Storyline:National News, Security
Security forces evacuate an injured person from the scene of the Oct 14 terror attack in Mogadishu. Photo: Reuters

More than half of the civilian casualties between January 2016 and October this year  in Somalia were as a  result of Improvised Explosive Devices (IEDs) attacks with the October 14 truck bombing accounting for the highest casualty figures in a day, the UN has said.

Out of 4,585 casualties documented in the report, 54% of the casualties (748 killed and 1,550 injured) are attributed to various types of IEDs attacks majority of which were conducted in Mogadishu.

“Among the civilian casualties attributed to Al Shabaab, 64 per cent were caused by VBIEDs and 15 per cent by IED attacks,” the report notes.

The findings add to concerns raised by UN Monitoring report last month which observed Al-Shabaab now had the capability to make bombs from homemade materials as well as buying them or harvesting them from munitions.

Almost half of civilian casualties were attributed to complex attacks and the use of Vehicle borne improvised explosive devices (VBIEDS) accounting for 49%  while suicide attacks using VBIEDs and Person borne IEDs (PBIED) made up 25% Other types of IEDs were responsible for 26% of civilian casualties.

Lack of intelligence sharing and coordinated intelligence gathering could further confound attempts at dealing with the IED menace facing the country. Sources quoted by Reuters in October point to ‘competing programs by different donor nations the lack of a centralized database are hurting efforts to analyze intelligence related to improvised explosive device’.

Former intelligence chief Abdullahi Sanbalooshe in an Op-Ed October accused international intelligence agencies of hoarding intelligence gathered from IED explosion scenes denying local security forces access to vital information.

“The evidence gathered from bombing scenes is handled and removed by foreign “mentors” who treat intelligence as a commodity rather than as a shared asset in our battle against a common enemy,” Sanbalooshe said.

────────────────────

_WHAT TO PRODUCE_: In the news text on IED attacks in Somalia, what percentage of the 4,585 documented casualties is attributed to IED attacks? The material that follows is separate from the text above.

_RAW DATA_:

────────────────────

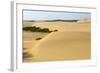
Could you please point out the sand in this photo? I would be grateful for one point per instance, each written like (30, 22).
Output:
(70, 42)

────────────────────

_TASK OUTPUT_: 54 percent (748 killed and 1,550 injured).